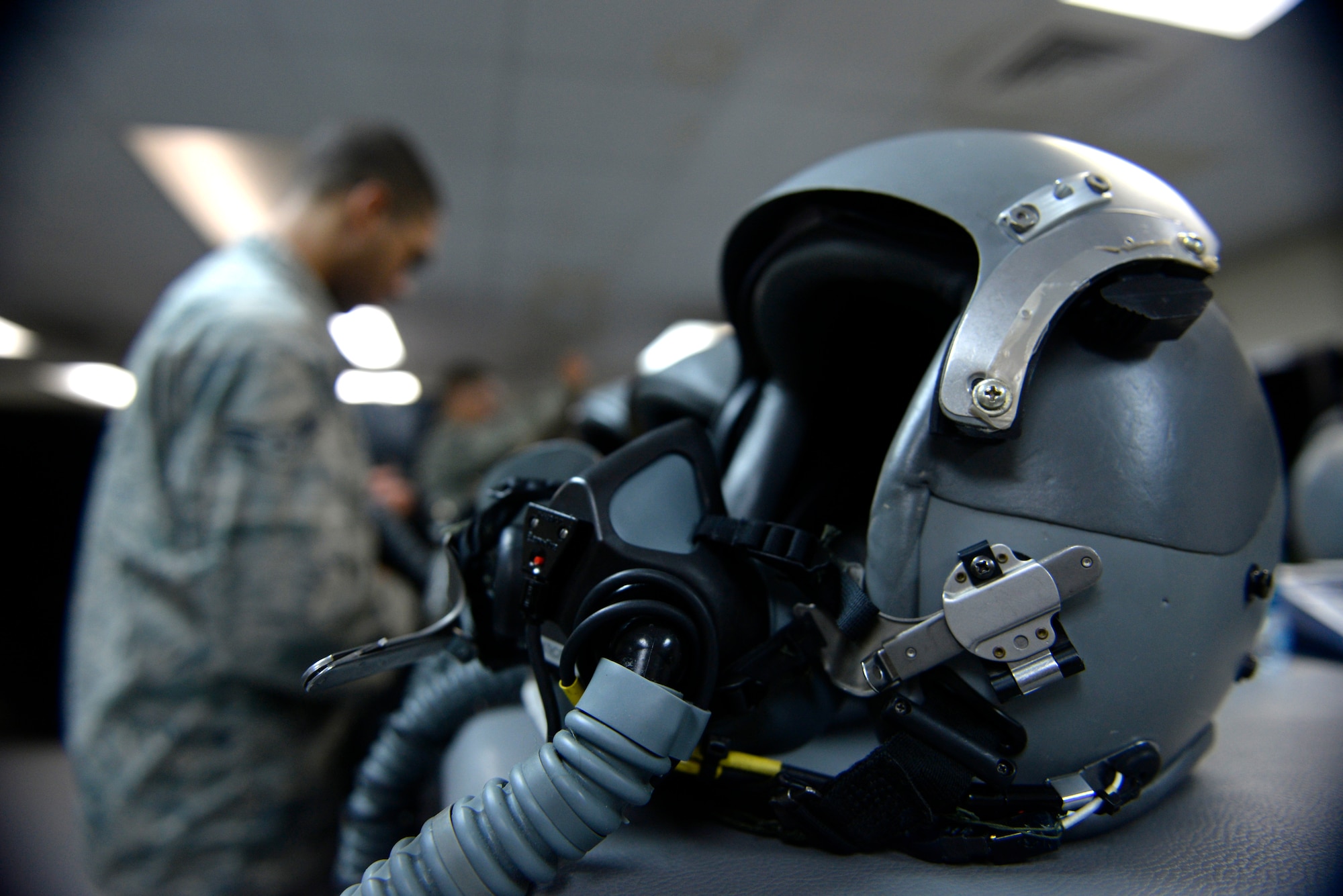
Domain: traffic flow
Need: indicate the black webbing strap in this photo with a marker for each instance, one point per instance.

# # # # #

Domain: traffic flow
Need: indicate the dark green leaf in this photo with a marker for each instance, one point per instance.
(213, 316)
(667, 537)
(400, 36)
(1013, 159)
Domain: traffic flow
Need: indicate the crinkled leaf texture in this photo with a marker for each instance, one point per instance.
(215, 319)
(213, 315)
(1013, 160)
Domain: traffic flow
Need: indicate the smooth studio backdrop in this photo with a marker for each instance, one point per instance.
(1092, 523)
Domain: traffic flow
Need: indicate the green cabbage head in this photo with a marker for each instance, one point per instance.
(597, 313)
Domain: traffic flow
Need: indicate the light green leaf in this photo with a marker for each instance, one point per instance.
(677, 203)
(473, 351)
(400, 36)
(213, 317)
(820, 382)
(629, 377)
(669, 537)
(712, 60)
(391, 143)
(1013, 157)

# # # # #

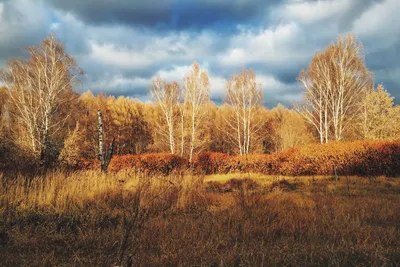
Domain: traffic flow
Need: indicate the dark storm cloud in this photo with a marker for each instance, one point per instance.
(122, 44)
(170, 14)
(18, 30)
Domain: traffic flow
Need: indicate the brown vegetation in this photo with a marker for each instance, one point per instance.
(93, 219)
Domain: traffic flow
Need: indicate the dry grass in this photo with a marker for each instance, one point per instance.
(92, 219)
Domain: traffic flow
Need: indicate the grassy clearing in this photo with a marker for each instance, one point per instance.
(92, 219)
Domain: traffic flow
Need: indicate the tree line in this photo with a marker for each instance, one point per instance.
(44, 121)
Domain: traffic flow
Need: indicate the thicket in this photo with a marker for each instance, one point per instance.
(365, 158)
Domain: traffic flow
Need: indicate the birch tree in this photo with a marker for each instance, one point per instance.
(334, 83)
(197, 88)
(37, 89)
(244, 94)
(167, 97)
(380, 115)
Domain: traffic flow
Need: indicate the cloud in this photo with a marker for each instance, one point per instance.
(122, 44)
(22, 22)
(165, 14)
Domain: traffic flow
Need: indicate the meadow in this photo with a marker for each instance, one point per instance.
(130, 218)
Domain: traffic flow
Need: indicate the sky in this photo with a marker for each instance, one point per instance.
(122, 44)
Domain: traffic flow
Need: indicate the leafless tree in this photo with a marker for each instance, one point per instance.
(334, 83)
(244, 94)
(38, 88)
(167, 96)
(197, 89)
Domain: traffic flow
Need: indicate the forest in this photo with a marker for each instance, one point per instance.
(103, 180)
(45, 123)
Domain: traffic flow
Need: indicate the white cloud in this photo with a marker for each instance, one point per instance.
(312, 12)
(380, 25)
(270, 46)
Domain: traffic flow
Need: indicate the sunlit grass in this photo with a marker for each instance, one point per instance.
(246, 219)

# # # # #

WRITTEN REQUEST - Which lines in the items above contain the word "green"? Copy each of those lines in full.

OUTPUT FOR THIS EXERCISE -
Need: indicate the dark green leaf in this photo with a marker for each instance, one point per instance.
Need: indicate the green cabbage head in this photo with a marker for each instance, one point per instance.
Need: indicate the light green leaf in this photo with a marker for each instance, one point per instance.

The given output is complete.